Task objective
Return each entry word for word, without its pictures.

Natural language region descriptions
------------------------------------------------
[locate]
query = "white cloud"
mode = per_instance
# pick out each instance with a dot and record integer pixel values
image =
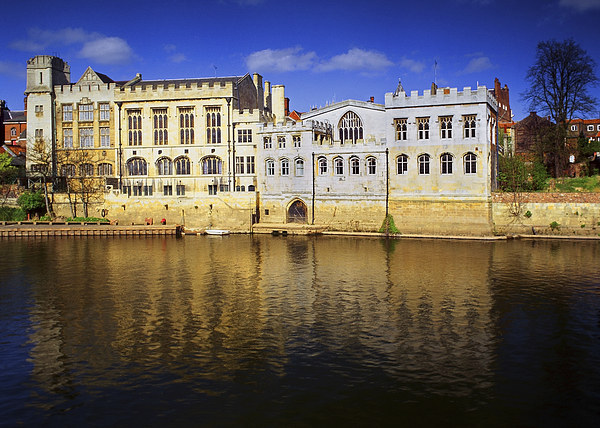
(94, 46)
(357, 60)
(107, 50)
(477, 64)
(581, 5)
(13, 69)
(290, 59)
(412, 65)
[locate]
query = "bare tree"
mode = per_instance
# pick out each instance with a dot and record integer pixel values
(559, 86)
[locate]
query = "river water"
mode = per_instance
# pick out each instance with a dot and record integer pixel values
(299, 331)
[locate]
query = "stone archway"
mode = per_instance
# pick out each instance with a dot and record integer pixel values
(297, 212)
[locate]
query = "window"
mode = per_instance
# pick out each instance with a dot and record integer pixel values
(299, 168)
(104, 137)
(423, 128)
(371, 165)
(104, 111)
(239, 164)
(68, 170)
(446, 127)
(446, 161)
(338, 166)
(250, 164)
(68, 138)
(211, 165)
(164, 166)
(322, 162)
(350, 128)
(86, 112)
(285, 167)
(270, 167)
(159, 118)
(401, 129)
(86, 170)
(470, 161)
(134, 125)
(423, 162)
(182, 166)
(402, 164)
(244, 135)
(67, 112)
(354, 166)
(104, 169)
(186, 125)
(137, 166)
(213, 125)
(86, 137)
(469, 126)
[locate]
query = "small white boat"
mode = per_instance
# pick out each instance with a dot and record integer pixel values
(217, 232)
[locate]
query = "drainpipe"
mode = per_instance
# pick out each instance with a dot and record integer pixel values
(313, 177)
(119, 104)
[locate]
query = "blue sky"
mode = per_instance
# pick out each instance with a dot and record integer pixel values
(322, 51)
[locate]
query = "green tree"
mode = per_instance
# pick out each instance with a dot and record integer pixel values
(559, 84)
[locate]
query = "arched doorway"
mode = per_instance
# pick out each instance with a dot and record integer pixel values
(297, 212)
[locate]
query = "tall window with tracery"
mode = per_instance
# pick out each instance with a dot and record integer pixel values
(159, 120)
(211, 165)
(186, 125)
(401, 129)
(350, 128)
(469, 126)
(446, 127)
(134, 126)
(213, 125)
(423, 128)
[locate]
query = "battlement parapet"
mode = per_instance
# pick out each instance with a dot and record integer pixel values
(442, 96)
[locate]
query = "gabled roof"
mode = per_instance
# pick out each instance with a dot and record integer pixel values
(89, 76)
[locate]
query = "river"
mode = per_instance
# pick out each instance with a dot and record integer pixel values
(299, 331)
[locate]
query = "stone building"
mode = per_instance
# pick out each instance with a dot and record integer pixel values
(225, 152)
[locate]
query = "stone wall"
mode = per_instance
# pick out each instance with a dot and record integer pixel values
(533, 213)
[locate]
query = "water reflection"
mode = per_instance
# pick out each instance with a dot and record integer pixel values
(262, 330)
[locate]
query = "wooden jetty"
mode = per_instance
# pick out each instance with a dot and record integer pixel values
(72, 229)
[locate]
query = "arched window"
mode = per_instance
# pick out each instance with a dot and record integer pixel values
(402, 164)
(211, 165)
(182, 165)
(371, 165)
(164, 166)
(446, 163)
(354, 166)
(322, 162)
(285, 166)
(338, 166)
(423, 161)
(137, 166)
(86, 170)
(68, 170)
(350, 128)
(299, 167)
(104, 169)
(270, 167)
(470, 161)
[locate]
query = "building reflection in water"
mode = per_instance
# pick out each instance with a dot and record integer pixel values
------------------------------------------------
Worked solution
[locate]
query = "white cloud"
mode = per_instance
# pick out each instance with a dot and record integer pixel values
image =
(94, 46)
(357, 60)
(107, 50)
(477, 64)
(581, 5)
(13, 69)
(290, 59)
(412, 65)
[locate]
query = "bare tree"
mode = per_instance
# pick out each instance with a dot and record integer pixel values
(559, 86)
[locate]
query = "river water"
mode = per_instance
# pick out each instance with a dot and record integer pixel values
(299, 331)
[locate]
query = "stone archway"
mode = per_instance
# pick out each instance with a dot and record integer pixel values
(297, 212)
[locate]
query = "window"
mode = per_instance
# pick out each instance with a dot and record integer pixel values
(299, 168)
(104, 137)
(423, 128)
(371, 165)
(104, 111)
(239, 164)
(68, 170)
(446, 127)
(446, 161)
(338, 166)
(250, 164)
(68, 138)
(211, 165)
(164, 166)
(322, 162)
(350, 128)
(86, 112)
(285, 167)
(270, 167)
(159, 118)
(401, 129)
(86, 170)
(470, 161)
(134, 125)
(423, 162)
(182, 166)
(402, 164)
(244, 135)
(67, 112)
(354, 166)
(104, 169)
(186, 125)
(137, 166)
(213, 125)
(86, 137)
(469, 126)
[locate]
query = "small white boat"
mode = per_instance
# pick out each instance with a dot and record integer pixel values
(217, 232)
[locate]
query = "drainpipe"
mode = per_instance
# pick out each instance with a dot and record integer pixel values
(313, 177)
(119, 104)
[locate]
query = "blue sky"
mode = per_instance
# pick out each instance with a dot and record integer pixel values
(322, 51)
[locate]
query = "green tree"
mode = per_instance
# pick out each instance with a dot and record integer pixel values
(559, 84)
[locate]
query = "arched doorway"
mode = per_instance
# pick out each instance with a dot and record integer pixel values
(297, 212)
[locate]
query = "tall window with tracery"
mode = per_instance
# pick out each instance with a dot and record integer pixel values
(159, 120)
(211, 165)
(186, 125)
(401, 129)
(350, 128)
(469, 126)
(446, 127)
(134, 126)
(213, 125)
(423, 128)
[locate]
query = "battlement parapet"
mode = per_instance
# pick out each instance with a dot and record integer pixel values
(442, 96)
[locate]
query = "gabled roof"
mode = per_instance
# pick out each instance with a dot and record integer pixel values
(89, 76)
[locate]
query = "river"
mode = per_instance
# pick out each instance with a dot and record integer pixel values
(299, 331)
[locate]
query = "stone building"
mode = per_instance
# pick out each instance with a dot and record integer pixel values
(225, 152)
[locate]
query = "stone wall"
mode = per_instance
# pick out each instance with a dot and record integer pixel values
(533, 213)
[locate]
query = "water reflection"
mode = per_instance
# pick out each instance with a dot and record integer pixel values
(262, 330)
[locate]
query = "wooden jetty"
mode = per_instance
# pick out each instance with a dot and record integer pixel values
(72, 229)
[locate]
query = "arched window"
mode = per_instance
# pick out each instance with a dot and record integer pixel values
(402, 164)
(211, 165)
(182, 165)
(371, 165)
(164, 166)
(446, 163)
(354, 166)
(322, 162)
(285, 166)
(338, 166)
(423, 161)
(137, 166)
(86, 170)
(68, 170)
(350, 128)
(299, 167)
(104, 169)
(270, 167)
(470, 161)
[locate]
query = "building reflection in water"
mode = per_instance
# pick out each instance with a dot and record integer pixel values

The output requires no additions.